PASSAGE FOR REVIEW
Skip to main content
. 2024 Aug 26;633(8030):710–717. doi: 10.1038/s41586-024-07809-y

Extended Data Fig. 1. Distribution of protein clusters across viral families.

Extended Data Fig. 1

A. Foldseek was used to align all virus sequence cluster representatives against one another, and alignments with a TMscore below 0.4 were removed. This plot shows the distribution of alignment TMscores, with the X axis indicating the TMscore and the Y axis indicating the density (or “proportion”) or alignments with each TMscore. B. The distribution of proteins amongst sequence clusters. The X axis indicates the size of each cluster, while the Y axis indicates the number of clusters of that size. C. For each protein cluster with at least 100 members, the cluster representative was aligned with DALI against all cluster members. Clusters that contained members with an average length of 150 residues or less were excluded, and members that did not align to the representative were assigned a Z score of 0. The distribution of average Z scores for each cluster is plotted, with the median cluster-averaged indicated. X axis indicates the DALI Z score for each cluster, while the Y axis indicates the density (or proportion) of clusters with each average DALI Z score. D. Relationship between the number of protein clusters encoded by a viral species (Y axis) and the average genome size of its family in nucleotides (X axis). Each dot is a viral species, and colors indicate the genome type. The spearman’s (two-sided) Rho is 0.54, with a P value < 2.2e-16, indicating a strong correlation. E. Each node represents a single viral family, with the shape and color indicating the genome type of that family. The color of edges between the nodes indicates the number of shared protein clusters between each pair of families. Only those family-family pairs with at least 2 shared protein clusters are plotted. F. Protein clusters were ordered by their phylogenetic diversity of their members (e.g. # phyla > # classes > # orders >… # species) and the top 10 clusters were plotted. Bars are colored based and ordered on decreasing taxonomic level, with phyla as dark blue on the far left and species as bright blue on the far right of each stack.

TASK
According to the caption on viral protein clusters, which TMscore cutoff was used to remove Foldseek alignments?

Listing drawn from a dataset
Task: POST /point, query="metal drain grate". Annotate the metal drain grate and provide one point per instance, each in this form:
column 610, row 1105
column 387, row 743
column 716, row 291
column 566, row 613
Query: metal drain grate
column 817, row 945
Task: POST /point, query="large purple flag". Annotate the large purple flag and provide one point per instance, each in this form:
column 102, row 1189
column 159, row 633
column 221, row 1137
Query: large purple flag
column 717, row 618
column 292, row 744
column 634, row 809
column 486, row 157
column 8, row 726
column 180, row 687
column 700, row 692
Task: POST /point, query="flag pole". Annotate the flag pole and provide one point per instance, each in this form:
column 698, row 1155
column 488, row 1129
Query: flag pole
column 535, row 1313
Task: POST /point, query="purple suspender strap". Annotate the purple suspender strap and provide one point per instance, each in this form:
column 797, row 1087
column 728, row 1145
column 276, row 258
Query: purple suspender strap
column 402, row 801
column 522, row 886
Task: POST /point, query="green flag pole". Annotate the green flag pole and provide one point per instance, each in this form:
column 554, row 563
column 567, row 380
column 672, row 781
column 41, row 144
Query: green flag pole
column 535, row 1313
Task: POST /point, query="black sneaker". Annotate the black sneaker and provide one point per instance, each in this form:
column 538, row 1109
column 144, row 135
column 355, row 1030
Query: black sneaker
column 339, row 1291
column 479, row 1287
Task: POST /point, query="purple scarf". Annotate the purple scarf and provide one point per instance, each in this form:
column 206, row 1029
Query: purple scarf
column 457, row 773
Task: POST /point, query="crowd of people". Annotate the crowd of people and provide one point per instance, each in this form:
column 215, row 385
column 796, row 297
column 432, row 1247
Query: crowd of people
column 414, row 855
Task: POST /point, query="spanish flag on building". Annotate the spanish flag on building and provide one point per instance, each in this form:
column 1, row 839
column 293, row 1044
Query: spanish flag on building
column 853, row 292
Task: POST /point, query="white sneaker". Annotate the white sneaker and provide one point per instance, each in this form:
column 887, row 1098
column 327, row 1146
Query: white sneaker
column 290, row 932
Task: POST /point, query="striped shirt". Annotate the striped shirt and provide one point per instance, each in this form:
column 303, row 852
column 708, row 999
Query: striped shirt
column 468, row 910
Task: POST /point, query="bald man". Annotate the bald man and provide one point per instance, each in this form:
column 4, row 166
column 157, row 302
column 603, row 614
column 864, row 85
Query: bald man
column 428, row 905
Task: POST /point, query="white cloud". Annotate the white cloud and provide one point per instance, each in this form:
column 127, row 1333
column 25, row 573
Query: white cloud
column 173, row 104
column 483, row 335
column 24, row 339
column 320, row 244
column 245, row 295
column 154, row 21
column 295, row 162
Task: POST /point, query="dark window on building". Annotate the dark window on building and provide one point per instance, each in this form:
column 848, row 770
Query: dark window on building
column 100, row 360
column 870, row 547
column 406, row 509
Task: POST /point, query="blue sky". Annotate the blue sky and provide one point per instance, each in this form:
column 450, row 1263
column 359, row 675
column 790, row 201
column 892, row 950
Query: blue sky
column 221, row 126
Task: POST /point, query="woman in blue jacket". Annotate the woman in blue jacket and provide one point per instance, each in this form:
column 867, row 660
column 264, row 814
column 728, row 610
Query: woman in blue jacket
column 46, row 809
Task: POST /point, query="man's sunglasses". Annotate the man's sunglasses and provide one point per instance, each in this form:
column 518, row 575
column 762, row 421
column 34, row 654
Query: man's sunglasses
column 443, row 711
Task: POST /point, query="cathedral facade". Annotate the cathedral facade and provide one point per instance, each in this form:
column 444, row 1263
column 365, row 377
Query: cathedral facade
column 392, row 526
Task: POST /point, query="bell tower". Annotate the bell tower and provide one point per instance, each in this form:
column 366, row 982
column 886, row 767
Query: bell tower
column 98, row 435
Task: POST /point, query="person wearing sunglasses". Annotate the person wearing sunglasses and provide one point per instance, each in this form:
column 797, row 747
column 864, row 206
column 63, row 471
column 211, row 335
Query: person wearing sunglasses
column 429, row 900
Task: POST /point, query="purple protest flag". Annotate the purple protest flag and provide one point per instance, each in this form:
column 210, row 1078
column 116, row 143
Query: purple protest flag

ANSWER TO THIS PROBLEM
Alignments with a TMscore below 0.4 were removed.